(Items listed in a dataset)
● ● ● ● ●

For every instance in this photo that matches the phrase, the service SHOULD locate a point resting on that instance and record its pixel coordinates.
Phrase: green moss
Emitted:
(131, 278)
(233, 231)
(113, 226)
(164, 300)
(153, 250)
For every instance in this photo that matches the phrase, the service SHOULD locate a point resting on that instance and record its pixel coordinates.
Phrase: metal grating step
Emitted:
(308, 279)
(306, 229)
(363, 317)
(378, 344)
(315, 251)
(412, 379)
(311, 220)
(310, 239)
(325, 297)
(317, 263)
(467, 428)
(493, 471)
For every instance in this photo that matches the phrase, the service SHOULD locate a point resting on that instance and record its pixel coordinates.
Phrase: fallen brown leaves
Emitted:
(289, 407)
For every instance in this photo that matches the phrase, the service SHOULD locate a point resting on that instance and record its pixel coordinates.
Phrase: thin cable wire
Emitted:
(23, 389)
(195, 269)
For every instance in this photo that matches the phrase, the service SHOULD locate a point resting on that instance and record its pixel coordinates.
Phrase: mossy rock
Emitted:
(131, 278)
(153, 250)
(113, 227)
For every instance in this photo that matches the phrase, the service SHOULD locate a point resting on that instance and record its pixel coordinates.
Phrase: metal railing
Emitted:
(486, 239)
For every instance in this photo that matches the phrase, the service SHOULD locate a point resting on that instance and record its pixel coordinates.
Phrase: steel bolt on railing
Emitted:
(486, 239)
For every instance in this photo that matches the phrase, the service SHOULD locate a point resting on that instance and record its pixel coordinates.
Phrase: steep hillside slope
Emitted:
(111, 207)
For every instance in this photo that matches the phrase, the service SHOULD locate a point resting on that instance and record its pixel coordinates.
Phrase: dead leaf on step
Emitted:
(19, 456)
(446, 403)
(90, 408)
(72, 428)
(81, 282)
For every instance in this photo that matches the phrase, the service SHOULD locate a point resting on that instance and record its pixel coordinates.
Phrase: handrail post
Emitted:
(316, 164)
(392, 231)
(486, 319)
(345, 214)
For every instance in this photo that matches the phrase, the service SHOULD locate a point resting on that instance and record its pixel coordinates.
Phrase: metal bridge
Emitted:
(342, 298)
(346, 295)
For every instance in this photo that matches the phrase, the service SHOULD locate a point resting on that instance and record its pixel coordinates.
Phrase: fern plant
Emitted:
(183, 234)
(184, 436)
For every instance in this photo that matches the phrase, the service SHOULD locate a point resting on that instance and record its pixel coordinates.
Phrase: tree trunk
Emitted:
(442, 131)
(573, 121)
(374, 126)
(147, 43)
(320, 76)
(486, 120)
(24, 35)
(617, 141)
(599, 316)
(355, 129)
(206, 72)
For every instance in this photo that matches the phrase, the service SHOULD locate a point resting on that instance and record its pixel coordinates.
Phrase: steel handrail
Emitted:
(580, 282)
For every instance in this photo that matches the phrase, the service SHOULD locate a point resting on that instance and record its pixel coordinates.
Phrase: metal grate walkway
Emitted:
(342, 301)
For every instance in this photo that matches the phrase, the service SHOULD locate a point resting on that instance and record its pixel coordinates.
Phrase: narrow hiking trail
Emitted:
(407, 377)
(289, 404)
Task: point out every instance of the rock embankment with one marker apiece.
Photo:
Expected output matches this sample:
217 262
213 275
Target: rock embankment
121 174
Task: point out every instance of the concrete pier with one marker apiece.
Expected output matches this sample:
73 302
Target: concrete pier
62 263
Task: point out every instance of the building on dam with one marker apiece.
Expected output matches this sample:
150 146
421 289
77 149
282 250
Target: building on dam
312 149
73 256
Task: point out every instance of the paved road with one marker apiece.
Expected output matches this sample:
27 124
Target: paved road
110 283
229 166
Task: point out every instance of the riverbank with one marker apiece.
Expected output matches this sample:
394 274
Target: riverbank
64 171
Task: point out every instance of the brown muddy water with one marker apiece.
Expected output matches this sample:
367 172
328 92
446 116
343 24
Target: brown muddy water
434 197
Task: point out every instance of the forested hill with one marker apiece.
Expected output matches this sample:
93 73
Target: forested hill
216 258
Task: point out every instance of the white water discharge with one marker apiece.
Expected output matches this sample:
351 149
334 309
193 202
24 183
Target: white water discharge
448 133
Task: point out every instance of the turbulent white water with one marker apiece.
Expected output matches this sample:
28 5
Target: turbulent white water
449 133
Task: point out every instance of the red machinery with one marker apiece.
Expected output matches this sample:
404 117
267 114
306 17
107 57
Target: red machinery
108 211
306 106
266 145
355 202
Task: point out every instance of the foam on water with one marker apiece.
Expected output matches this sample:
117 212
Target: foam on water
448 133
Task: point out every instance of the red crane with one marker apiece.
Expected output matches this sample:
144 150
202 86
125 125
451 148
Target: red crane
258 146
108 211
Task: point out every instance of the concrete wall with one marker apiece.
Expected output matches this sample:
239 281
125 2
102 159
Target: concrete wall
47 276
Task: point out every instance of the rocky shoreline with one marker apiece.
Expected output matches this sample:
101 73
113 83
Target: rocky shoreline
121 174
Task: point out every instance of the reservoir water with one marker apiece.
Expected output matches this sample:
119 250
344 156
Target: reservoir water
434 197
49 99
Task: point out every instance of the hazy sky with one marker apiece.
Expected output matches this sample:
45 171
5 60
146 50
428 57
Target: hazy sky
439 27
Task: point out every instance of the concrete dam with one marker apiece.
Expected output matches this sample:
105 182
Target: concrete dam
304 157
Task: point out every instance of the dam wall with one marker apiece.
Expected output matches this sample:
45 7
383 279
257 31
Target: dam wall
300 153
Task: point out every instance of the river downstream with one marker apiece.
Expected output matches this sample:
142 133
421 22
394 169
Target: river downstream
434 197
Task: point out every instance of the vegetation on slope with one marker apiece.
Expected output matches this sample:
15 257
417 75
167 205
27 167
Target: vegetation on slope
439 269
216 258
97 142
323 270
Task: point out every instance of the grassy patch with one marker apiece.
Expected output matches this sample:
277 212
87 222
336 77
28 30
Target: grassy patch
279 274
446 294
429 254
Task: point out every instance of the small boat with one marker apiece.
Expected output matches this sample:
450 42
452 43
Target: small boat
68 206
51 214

● ● ● ● ●

## Exercise objective
Can you restate every record above word for word?

## Written solution
For every instance in this photo that matches the phrase, the service SHOULD locate a point resting on that instance and record its pixel coordinates.
Phrase: green moss
Emitted:
(131, 278)
(233, 231)
(113, 226)
(164, 300)
(153, 250)
For every instance in this photo that matches the phrase, the service SHOULD locate a point resting on that instance and record its pixel coordinates.
Phrase: metal grating step
Emitted:
(308, 279)
(306, 229)
(363, 317)
(378, 344)
(315, 251)
(412, 379)
(311, 220)
(310, 239)
(325, 297)
(317, 263)
(467, 428)
(493, 471)
For every instance in this photo that matches the phrase, the service SHOULD locate a point resting on that instance and record its pixel coordinates.
Phrase: fallen brown leaves
Emitted:
(289, 407)
For every instance in this photo that matches the phrase, the service SHOULD locate a point resting on that instance and record its pixel coordinates.
Phrase: thin cable wire
Emitted:
(23, 389)
(195, 269)
For every instance in this photo that matches the phrase, the service SHOULD locate a point resting on that instance and record its pixel coordinates.
Phrase: mossy rock
Emitted:
(131, 278)
(153, 250)
(113, 227)
For every instance in this photo that matches the phrase, the service SHOULD locate a point resting on that instance and record its pixel coordinates.
Phrase: metal railing
Emitted:
(486, 239)
For every instance in this photo that matches the phrase, the service SHOULD locate a point resting on that instance and record its pixel coordinates.
Phrase: steel bolt on railing
Emitted:
(486, 239)
For every instance in this photo that matches the phrase, the service SHOULD locate a point resting on that instance and record its pixel coordinates.
Phrase: steep hillside slope
Emitted:
(111, 207)
For every instance in this photo that matches the phrase, the service SHOULD locate a point resting on that instance and record its pixel coordinates.
Phrase: dead leaf on step
Emitted:
(19, 456)
(446, 403)
(90, 408)
(72, 428)
(81, 282)
For every instance in this photo that matches the phrase, the service SHOULD locate a point resting on that instance and record its pixel coordinates.
Phrase: handrail post
Emitted:
(316, 164)
(392, 231)
(486, 319)
(345, 214)
For every instance in this photo that matches the phrase, the service SHOULD locate a point resting on that instance and record its pixel coordinates.
Phrase: metal bridge
Emitted:
(342, 298)
(346, 295)
For every instance in this photo that matches the phrase, the service SHOULD locate a point resting on that instance and record its pixel coordinates.
Phrase: fern plant
Emitted:
(183, 234)
(184, 436)
For every instance in this photo that matches the phrase, the service SHOULD locate a point resting on that instance and record its pixel coordinates.
Phrase: tree trunk
Emitted:
(442, 131)
(573, 121)
(374, 126)
(147, 43)
(320, 76)
(486, 120)
(24, 35)
(617, 141)
(599, 316)
(355, 129)
(206, 72)
For every instance in this photo that matches the phrase, the service SHOULD locate a point resting on that instance and record its pixel coordinates.
Phrase: steel handrail
Emitted:
(580, 282)
For every instance in this photo that matches the phrase, the service SHOULD locate a point resting on that instance and record its pixel coordinates.
Phrase: metal grate walkway
Emitted:
(342, 301)
For every instance in this photo that matches the phrase, the service SHOULD locate a point resting on that instance and record its pixel coordinates.
Phrase: narrow hiking trail
Emitted:
(407, 377)
(289, 404)
Task: point out every instance of the rock embankment with one marker apiece.
Photo:
Expected output matches this sample:
217 262
213 275
Target: rock embankment
121 174
Task: point out every instance of the concrete pier with one marker apiece.
Expected output matches this sample:
73 302
Target: concrete pier
62 263
Task: point out every instance of the building on dam with one marker apiece.
Expected output matches this sample:
150 146
421 289
77 149
282 250
Target: building on dam
312 149
73 256
Task: point out every instance of the paved road with one marker apiece.
Expected output matches this sample:
27 124
Target: paved road
110 283
229 166
Task: point out every instance of the riverbank with one marker apiece.
Expected output matches this sample:
394 274
Target: riverbank
64 171
Task: point out every instance of the brown muddy water with one marker apiece.
Expected output matches this sample:
367 172
328 92
446 116
343 24
Target: brown muddy water
434 197
Task: point out every instance of the forested hill with one marker apiece.
Expected output matches this sample:
93 73
Target: forested hill
216 258
Task: point out every instance of the white water discharge with one marker apiece.
Expected output matches this sample:
351 149
334 309
193 202
24 183
Target: white water discharge
448 133
Task: point out every instance of the turbulent white water with one marker apiece.
Expected output matches this sample:
28 5
Target: turbulent white water
449 133
Task: point out every instance of the red machinery with one marker apiece.
Expected output matches this sample:
404 117
267 114
306 17
107 57
Target: red machinery
108 211
306 106
266 145
355 202
Task: point out every instance of the foam on water with one marker apiece.
Expected output matches this sample:
117 212
Target: foam on water
448 133
Task: point out every instance of the red crane with one marker apiece.
Expected output matches this sample:
144 150
202 86
125 125
451 148
Target: red crane
258 146
108 211
Task: point out every instance of the concrete wall with one marker apiece.
Expected output matches this sample:
239 281
125 2
102 159
Target: concrete wall
47 276
Task: point out every instance of the rocky shoreline with one marker apiece.
Expected output matches this sample:
101 73
113 83
Target: rocky shoreline
121 174
Task: point out every instance of the reservoir water with one marker apiece.
Expected output matches this sample:
119 250
344 156
Target: reservoir water
434 197
49 99
Task: point out every instance of the hazy sky with one marker apiece.
Expected output matches this sample:
45 171
5 60
146 50
428 57
Target: hazy sky
439 27
Task: point out every instance of the concrete dam with one marker apiece.
Expected output matches this sample:
105 182
Target: concrete dam
304 157
Task: point out every instance of the dam wall with one marker apiece.
Expected output matches this sample:
45 7
383 279
257 31
Target: dam wall
300 153
Task: point out every instance of the river downstream with one marker apiece.
Expected output matches this sample:
142 133
421 22
394 169
Target: river downstream
434 197
Task: point out every instance of the vegetation on slope with one marker apiece.
Expected output matches this sample:
15 257
417 75
167 205
27 167
Target: vegetation on slope
439 269
216 258
97 142
323 270
Task: point out every instance of the grassy patch with one marker apiece.
Expected output matches this sample:
277 212
87 222
336 77
28 30
Target: grassy patch
279 274
446 294
429 254
Task: point out every instance of the small boat with one marker apiece.
Expected output matches this sample:
450 42
452 43
Target: small boat
68 206
51 214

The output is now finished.